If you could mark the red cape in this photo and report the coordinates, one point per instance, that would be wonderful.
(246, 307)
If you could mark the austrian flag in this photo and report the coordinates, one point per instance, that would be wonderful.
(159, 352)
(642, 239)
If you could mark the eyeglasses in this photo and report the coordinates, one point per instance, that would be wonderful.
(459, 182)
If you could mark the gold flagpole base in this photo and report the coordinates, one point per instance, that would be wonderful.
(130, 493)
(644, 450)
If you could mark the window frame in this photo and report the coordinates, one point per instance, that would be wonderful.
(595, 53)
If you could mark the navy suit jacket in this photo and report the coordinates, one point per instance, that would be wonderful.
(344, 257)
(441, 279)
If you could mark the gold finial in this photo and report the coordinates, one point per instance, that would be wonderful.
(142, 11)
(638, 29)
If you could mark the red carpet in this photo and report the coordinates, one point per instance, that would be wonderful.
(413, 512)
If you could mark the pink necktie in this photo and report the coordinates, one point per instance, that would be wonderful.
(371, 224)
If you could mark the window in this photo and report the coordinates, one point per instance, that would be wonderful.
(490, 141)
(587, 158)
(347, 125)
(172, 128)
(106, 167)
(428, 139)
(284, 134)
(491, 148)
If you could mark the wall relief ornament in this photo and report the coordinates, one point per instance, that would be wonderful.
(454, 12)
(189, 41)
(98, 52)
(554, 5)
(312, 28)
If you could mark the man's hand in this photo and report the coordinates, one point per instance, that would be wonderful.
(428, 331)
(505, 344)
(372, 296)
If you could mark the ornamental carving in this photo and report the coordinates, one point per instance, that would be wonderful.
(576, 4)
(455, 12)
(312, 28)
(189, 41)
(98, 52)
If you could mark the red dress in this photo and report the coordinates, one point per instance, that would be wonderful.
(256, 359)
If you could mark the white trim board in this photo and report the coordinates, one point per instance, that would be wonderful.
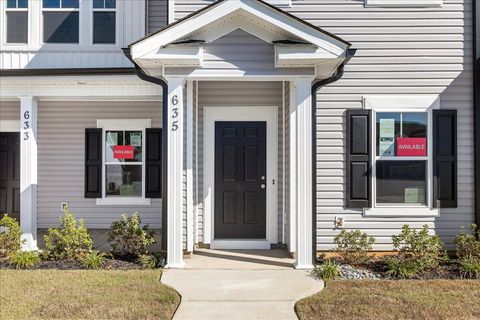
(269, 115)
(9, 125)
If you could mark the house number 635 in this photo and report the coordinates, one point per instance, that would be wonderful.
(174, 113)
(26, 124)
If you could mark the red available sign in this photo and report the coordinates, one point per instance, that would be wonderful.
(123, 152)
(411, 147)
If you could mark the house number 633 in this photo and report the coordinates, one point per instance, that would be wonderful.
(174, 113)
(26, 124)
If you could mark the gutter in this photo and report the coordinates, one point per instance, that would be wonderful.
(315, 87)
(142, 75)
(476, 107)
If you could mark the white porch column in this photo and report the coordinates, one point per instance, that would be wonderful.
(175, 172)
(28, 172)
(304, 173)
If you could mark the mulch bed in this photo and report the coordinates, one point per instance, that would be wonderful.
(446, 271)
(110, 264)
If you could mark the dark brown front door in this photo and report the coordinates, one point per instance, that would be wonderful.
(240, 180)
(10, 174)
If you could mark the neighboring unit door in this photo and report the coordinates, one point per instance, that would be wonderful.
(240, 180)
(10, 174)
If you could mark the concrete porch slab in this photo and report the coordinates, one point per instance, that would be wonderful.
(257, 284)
────────────────
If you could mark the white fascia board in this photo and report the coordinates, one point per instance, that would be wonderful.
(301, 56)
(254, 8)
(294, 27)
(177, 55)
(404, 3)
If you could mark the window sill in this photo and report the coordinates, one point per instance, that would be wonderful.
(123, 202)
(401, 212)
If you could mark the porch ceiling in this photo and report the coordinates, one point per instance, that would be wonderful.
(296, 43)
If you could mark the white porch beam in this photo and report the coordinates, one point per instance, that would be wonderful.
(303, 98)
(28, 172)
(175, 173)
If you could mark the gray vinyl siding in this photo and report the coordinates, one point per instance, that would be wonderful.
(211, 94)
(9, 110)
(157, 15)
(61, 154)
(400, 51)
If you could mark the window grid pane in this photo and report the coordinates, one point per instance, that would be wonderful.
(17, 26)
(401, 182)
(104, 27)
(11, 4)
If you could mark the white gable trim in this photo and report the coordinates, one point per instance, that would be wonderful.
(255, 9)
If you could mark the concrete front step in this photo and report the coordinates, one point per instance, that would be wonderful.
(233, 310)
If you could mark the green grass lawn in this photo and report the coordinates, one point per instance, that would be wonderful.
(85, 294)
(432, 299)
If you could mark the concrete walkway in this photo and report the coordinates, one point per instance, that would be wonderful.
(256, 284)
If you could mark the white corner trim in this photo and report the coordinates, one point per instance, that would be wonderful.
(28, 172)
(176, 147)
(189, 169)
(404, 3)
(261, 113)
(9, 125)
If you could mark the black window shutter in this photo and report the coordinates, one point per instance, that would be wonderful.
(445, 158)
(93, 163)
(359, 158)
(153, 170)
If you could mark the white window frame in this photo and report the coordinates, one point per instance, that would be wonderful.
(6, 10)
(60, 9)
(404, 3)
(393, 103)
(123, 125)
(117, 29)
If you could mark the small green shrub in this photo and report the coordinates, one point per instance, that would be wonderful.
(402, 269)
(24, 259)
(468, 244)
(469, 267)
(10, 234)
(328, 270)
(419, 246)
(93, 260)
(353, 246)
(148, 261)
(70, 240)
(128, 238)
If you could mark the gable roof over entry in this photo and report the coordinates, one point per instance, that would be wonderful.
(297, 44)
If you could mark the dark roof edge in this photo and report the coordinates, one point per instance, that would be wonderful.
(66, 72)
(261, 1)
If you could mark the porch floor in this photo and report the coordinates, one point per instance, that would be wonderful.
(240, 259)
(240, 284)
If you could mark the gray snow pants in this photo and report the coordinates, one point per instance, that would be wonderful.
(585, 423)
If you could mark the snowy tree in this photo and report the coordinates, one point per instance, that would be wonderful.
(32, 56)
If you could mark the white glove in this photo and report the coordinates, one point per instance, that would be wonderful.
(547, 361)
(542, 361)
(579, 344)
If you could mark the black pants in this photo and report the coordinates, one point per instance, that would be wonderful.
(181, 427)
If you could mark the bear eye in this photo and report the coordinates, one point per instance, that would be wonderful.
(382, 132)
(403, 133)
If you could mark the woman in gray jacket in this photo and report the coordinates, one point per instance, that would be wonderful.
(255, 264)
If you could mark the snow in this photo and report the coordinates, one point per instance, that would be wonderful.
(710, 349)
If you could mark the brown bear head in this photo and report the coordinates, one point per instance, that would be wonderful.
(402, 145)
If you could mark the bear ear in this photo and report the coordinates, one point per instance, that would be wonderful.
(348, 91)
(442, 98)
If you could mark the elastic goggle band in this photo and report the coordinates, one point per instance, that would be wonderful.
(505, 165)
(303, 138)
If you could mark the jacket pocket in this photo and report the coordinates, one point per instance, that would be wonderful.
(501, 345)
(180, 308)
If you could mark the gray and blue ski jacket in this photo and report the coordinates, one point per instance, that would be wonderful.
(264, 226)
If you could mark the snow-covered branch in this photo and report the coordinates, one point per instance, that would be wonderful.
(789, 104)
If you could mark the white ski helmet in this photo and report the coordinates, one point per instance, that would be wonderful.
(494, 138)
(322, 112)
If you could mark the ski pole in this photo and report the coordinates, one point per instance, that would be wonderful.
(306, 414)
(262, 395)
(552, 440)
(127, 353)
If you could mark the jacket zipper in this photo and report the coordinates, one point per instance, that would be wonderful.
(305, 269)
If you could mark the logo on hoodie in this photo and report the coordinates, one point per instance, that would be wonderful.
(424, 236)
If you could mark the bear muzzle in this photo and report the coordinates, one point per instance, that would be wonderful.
────────────────
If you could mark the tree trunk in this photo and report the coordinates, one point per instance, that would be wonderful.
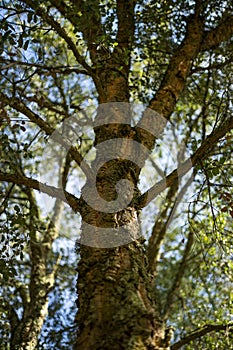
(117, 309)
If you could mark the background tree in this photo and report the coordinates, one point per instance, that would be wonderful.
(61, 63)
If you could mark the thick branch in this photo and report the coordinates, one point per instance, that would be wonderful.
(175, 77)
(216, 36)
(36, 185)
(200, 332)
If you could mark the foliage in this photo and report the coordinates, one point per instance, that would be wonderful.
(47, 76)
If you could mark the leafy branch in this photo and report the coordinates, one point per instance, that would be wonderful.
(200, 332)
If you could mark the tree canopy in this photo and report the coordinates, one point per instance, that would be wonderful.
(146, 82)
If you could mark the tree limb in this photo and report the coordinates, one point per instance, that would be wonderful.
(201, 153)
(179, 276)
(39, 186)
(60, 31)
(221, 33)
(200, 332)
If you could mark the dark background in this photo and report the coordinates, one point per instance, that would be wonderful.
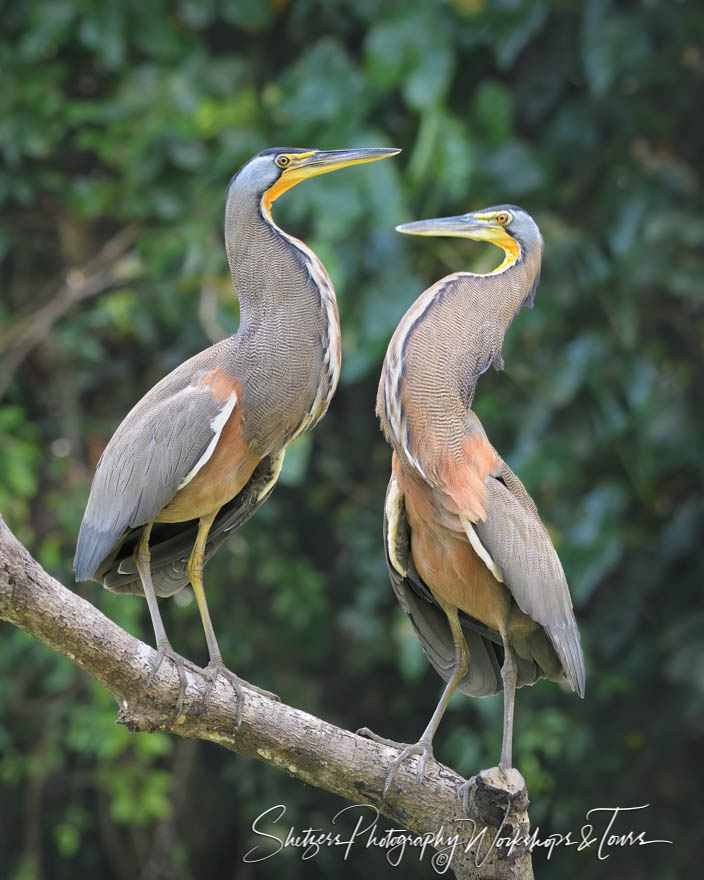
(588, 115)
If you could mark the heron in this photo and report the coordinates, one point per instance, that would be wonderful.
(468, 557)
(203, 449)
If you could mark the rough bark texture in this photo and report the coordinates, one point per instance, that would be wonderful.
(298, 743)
────────────────
— What you need to do —
Write out the data verbatim, from the line containing "If you could mark the elastic" to the line containing "If you could mark the bear muzzle", with both of those lines included.

— Final result —
If you could mark the elastic goggle band in this photo and report the coordinates, one point per instance, that would be wonderful.
(505, 165)
(303, 138)
If you could mark the jacket pocket in this photo and report the coordinates, one point per instance, that would be wonderful.
(501, 345)
(180, 308)
If you could mark the gray and blue ski jacket in this photo and report the coordinates, one point per instance, that would be wonderful.
(264, 226)
If you could mark the snow-covered branch in this photo and report the coordinates, one point per instance, that would be wonderful.
(789, 104)
If you could mark the white ski helmet in this photo and report the coordinates, one point per instance, that would be wonderful.
(494, 138)
(322, 112)
If you could mark the ski pole in this photo and report the coordinates, one point per instance, that would be wonderful.
(306, 414)
(262, 395)
(552, 440)
(127, 353)
If you could mark the jacket zipper in this photo and report the coordinates, one point per instance, that would be wonderful.
(305, 269)
If you could mark the logo on hoodie in this photo and report the coordinates, one point per instance, that would be wonderful.
(424, 236)
If you could mark the bear muzzle in this photo and report the coordinates, one point per instance, that would be wonderful.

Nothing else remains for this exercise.